====== Supplied text ======

When you have decided to get a divorce, then many agreements with your spouse will need to be made in the coming months. The critical issues include child support, child custody, spousal support, and property division. However, the most crucial decisions involve what is in the best interest of your children.
In the middle of all these decisions, we are sometimes asked about making major purchases before a divorce has been finalized. There is no argument that the divorce process usually is stressful. Your life is changing. You will have to adjust to a new way of living. You are rightly concerned about the impact on your kids.
Everyone deals with stress in different ways. Some spouses are tempted to treat themselves to a brand new car to feel better and start a new life. In some cases, they don't want to drive around in the exact vehicle while they were married, as it's a daily reminder of a failed marriage.
Before you decide to buy a new car, you need to stop and consider some essential facts. If you make a significant purchase before your divorce has been finalized, you have just made the divorce more complex. Why? You are still legally married, and your ex-spouse is entitled to a 50% split of all the community property. In other words, they can get half of whatever you just purchased, including a new vehicle.
To keep your California divorce as simple as possible, you should refrain from making any major purchases while you are in the middle of getting the divorce finalized. You need to understand the difference between community and separate property laws. Our California divorce and family law attorneys will explain this topic in more detail below.
What Are the Community Property Divorce Laws in California?
California is a community property state, meaning the family law court will consider all income, assets, and debts of each spouse during the marriage to be part of the community.
Community property should not be confused with separate property, which includes gifts or inheritances of one spouse and any property each spouse owned separately before the marriage. Community property laws apply regardless of which spouse's name is on a title.
Unless spouse's signed a prenuptial agreement or another written agreement that modifies the traditional rules of community property division, the California family law courts will split community property right down the middle. Simply put, 50% will go to one spouse and 50% to the other. This equal split not only includes a new car but also assets within a:
- bank account,
- retirement account,
- investment account,
- savings account,
- stocks and bonds, and
- anything else that belongs to both spouses.

====== Data entries ======

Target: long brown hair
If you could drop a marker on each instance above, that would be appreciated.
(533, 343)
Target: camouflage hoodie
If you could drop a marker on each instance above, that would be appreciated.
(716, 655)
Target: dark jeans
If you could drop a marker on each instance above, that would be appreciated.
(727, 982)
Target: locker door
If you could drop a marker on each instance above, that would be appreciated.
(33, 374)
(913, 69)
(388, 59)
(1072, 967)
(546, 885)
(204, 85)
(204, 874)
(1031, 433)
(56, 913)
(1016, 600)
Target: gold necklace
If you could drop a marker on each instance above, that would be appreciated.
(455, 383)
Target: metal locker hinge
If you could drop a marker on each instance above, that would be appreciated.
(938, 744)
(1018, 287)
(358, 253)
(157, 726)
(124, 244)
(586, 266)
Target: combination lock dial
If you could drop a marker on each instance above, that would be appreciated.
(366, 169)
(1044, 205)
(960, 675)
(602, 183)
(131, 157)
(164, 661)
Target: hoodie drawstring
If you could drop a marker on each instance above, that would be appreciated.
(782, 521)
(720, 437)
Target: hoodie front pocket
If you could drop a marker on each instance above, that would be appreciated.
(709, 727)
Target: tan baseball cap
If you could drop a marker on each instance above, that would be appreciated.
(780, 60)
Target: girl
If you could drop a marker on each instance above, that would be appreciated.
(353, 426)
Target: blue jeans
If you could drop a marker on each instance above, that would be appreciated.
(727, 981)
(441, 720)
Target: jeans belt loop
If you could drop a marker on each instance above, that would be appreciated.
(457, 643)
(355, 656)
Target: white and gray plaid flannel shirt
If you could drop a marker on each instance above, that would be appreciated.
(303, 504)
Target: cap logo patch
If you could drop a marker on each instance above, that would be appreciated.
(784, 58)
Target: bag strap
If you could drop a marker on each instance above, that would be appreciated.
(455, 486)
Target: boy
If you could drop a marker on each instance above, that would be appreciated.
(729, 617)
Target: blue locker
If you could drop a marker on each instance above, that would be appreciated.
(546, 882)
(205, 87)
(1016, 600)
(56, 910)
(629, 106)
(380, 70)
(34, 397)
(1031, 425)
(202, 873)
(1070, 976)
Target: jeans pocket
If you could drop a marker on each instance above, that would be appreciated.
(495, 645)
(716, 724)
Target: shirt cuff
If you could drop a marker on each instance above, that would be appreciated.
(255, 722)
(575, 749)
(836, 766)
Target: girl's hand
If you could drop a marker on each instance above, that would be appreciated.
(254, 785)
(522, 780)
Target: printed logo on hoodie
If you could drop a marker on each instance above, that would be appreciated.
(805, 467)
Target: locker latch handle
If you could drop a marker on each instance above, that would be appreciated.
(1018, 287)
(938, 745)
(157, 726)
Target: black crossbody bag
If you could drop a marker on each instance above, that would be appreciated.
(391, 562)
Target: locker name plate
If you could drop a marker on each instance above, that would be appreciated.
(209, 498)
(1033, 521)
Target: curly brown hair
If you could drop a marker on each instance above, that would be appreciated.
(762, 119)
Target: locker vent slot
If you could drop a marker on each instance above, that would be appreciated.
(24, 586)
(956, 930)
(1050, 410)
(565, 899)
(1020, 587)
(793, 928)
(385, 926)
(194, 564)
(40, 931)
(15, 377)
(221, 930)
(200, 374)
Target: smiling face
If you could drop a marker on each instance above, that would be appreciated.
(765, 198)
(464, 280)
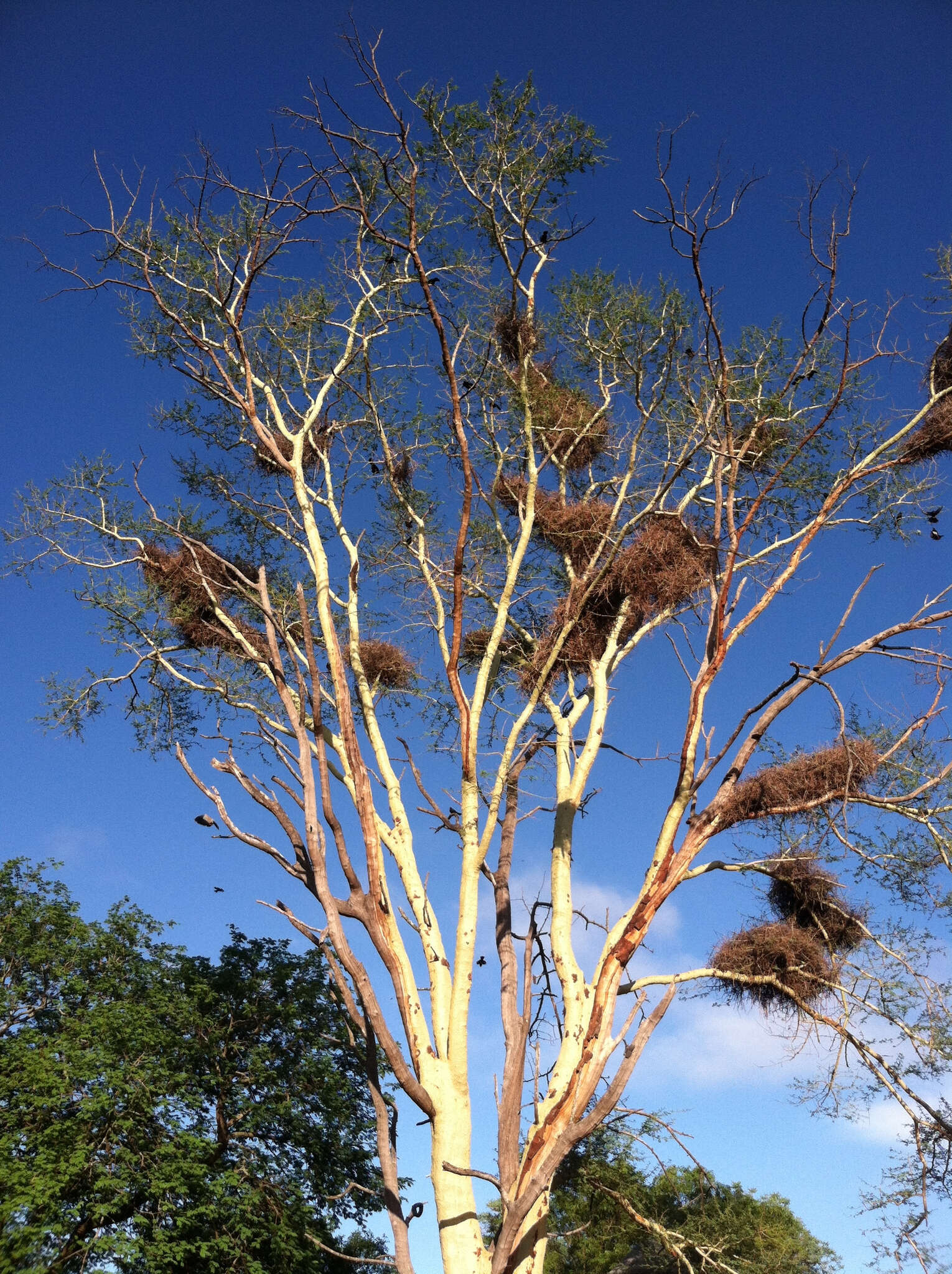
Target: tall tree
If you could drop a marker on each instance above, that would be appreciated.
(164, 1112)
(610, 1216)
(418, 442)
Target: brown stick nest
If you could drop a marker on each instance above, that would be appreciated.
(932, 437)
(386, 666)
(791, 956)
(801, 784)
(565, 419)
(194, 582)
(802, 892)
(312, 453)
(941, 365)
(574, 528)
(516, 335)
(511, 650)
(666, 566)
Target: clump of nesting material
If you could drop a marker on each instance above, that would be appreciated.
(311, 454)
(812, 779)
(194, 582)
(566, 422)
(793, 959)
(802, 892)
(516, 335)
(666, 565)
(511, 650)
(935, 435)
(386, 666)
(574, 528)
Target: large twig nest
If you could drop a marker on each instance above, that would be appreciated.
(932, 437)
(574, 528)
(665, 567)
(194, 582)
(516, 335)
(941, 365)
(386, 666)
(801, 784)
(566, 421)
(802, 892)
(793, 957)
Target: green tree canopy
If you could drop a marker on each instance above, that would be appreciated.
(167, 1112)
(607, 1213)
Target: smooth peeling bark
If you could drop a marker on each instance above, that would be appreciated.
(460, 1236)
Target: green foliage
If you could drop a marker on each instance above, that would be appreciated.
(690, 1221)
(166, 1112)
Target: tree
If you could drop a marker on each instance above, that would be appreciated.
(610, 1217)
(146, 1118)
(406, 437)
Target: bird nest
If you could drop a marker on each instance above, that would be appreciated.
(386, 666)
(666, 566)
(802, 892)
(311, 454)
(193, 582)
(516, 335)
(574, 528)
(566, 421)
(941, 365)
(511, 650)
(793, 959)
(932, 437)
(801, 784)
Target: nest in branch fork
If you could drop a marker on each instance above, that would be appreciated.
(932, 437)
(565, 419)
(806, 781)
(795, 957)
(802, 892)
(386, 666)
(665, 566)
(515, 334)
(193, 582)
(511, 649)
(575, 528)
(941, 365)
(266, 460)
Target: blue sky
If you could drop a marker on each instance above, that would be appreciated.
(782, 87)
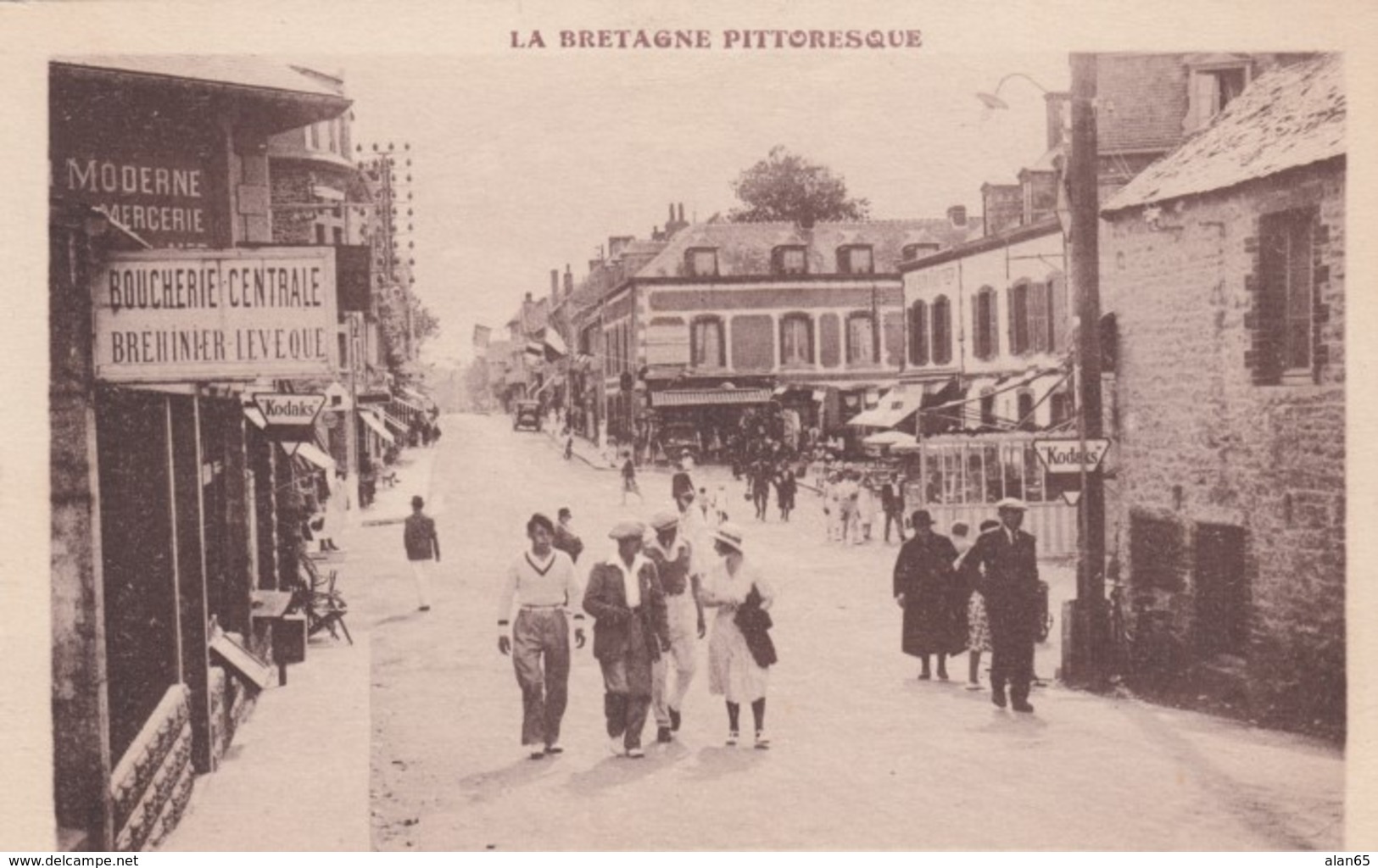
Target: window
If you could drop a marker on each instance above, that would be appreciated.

======
====== Data entries ======

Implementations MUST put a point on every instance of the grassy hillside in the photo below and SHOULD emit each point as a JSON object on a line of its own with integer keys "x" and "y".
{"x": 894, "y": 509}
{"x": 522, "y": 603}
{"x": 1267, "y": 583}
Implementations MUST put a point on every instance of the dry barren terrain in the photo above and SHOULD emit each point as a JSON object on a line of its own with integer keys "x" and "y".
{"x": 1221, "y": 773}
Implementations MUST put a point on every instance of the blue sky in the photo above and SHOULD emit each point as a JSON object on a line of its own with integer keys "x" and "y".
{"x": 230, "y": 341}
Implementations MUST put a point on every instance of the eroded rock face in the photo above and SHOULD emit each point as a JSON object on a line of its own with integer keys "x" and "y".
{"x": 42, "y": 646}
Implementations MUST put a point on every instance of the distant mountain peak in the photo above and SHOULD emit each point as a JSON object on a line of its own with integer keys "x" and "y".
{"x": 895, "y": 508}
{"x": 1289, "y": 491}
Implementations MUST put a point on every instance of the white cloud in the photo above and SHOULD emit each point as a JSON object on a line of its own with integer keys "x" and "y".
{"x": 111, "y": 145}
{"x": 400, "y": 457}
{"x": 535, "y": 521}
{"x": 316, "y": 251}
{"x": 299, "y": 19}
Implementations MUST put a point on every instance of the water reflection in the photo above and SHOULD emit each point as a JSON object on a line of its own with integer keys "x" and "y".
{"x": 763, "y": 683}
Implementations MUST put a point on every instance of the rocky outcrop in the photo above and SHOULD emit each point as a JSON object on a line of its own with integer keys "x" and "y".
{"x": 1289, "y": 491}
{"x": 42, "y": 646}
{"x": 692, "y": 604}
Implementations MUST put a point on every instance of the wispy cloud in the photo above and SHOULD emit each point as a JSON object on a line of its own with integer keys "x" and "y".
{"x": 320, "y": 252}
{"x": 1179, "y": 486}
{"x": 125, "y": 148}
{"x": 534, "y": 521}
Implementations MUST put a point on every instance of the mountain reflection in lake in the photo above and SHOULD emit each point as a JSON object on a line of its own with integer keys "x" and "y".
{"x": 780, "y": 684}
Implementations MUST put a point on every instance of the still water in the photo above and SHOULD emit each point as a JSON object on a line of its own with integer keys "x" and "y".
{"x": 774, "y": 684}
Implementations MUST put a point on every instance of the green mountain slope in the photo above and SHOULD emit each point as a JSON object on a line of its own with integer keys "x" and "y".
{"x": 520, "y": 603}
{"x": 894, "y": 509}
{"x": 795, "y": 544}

======
====== Data entries ======

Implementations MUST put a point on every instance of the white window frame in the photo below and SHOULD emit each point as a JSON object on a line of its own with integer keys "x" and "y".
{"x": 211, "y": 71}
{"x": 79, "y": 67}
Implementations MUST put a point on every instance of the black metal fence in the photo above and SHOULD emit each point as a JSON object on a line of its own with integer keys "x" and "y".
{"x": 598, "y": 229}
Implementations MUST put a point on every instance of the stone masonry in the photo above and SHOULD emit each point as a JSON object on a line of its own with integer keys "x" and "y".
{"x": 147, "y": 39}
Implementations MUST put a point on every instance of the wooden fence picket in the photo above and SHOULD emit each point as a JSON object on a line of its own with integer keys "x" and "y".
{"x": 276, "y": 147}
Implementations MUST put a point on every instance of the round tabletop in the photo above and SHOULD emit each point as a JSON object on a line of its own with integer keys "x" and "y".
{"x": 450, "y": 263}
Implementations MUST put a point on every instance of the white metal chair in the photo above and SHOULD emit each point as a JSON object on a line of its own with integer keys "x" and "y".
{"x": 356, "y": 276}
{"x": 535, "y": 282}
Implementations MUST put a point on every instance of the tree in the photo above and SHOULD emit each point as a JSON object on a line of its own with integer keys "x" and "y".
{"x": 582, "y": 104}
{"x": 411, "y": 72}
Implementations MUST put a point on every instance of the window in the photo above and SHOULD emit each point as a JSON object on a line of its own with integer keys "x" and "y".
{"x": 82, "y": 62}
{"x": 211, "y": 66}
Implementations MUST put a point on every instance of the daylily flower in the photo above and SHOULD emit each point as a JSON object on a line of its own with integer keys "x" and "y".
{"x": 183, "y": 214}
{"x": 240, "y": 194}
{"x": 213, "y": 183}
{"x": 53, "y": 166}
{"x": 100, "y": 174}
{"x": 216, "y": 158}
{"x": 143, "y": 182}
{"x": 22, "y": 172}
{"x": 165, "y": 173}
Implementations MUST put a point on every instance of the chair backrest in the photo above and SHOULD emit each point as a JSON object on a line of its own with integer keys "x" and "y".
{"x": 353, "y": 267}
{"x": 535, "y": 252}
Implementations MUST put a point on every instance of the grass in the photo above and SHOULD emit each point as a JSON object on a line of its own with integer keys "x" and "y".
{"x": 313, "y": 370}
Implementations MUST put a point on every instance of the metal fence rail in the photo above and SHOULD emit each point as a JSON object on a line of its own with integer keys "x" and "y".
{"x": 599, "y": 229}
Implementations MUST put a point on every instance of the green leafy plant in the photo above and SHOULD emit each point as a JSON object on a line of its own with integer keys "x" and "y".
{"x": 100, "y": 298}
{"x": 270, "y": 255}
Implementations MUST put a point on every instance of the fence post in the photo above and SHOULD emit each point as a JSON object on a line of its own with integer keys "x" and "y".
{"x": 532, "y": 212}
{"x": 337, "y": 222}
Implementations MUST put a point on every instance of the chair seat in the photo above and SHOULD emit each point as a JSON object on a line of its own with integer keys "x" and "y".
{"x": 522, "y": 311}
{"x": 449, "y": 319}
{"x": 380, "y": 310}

======

▶ **Task set**
(1) In the divorce article, what kind of state is California said to be?
(2) Pick up the divorce article after its last line and keep writing it.
The material isn't needed here.

▶ **Answers**
(1) A community property state.

(2)
What is community or separate property can get confusing in certain situations. This is especially true when one spouse makes a large purchase after separation but before divorce finalization.
What About That New Car?
Sometimes in the middle of a divorce, your car might break down, or you are just sick of looking at it because it reminds you of your ex-spouse. You want to start over. You have a burning desire to go out and buy a new vehicle. You want this car badly, so you ask yourself:
- Can you do that in the middle of a divorce?
- Can you take out a car loan before the divorce is legally over?
- If I do this, then is it considered marital property?
- Do I have to tell my spouse I bought a new car?
While seeking an answer to these questions, you need to go back and gain a better understanding of California's divorce laws, specifically on community property that was discussed above. In other words, until you are legally divorced, you are still legally married.
Anything acquired during the marriage is deemed marital property that has to be divided 50/50 at the time of the divorce. But, I like that new car and want it now. Can't I buy it and not let my spouse know about it? Sure, but you are risking having the split the value of the new vehicle with your spouse if they find out, especially if you are not on friendly terms and have a vindictive spouse.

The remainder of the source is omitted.